* [PROBLEM]: Collect each line in the entries below that contains the word "white" and copy those lines out.

* [Rows from a dataset]:
##########
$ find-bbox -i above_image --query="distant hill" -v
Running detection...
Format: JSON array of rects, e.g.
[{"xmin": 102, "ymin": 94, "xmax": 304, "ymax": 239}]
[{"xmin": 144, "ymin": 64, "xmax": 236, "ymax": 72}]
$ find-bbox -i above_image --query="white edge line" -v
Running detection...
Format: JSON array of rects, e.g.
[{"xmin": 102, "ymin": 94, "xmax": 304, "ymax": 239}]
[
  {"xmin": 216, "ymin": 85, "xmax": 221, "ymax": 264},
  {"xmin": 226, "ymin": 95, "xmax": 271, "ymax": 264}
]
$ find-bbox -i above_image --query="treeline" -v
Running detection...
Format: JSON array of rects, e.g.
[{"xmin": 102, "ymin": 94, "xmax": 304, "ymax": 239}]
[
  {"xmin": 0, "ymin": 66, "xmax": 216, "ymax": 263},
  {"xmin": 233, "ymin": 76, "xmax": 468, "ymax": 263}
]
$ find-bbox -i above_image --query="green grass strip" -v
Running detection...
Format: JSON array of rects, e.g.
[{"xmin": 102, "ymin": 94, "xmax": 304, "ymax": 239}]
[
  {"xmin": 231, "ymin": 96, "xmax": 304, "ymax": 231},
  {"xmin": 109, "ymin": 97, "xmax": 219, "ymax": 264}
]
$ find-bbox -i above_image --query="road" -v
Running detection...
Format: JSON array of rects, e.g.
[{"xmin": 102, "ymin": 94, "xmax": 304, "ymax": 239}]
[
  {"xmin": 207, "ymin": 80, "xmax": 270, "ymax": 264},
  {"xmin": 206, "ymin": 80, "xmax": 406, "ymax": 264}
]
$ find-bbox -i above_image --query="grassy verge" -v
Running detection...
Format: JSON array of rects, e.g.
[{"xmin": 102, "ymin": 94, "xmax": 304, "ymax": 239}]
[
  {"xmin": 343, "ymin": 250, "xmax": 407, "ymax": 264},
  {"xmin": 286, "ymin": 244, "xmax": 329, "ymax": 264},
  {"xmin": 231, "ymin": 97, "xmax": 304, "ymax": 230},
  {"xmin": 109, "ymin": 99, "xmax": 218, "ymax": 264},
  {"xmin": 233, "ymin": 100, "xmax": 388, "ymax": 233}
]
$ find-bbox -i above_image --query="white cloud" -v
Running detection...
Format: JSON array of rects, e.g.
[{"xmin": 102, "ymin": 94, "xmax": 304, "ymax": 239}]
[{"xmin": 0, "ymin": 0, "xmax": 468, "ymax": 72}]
##########
* [IN RESPONSE]:
$ find-bbox -i above_image --query="white edge line" -v
$ find-bbox -i above_image --query="white cloud" -v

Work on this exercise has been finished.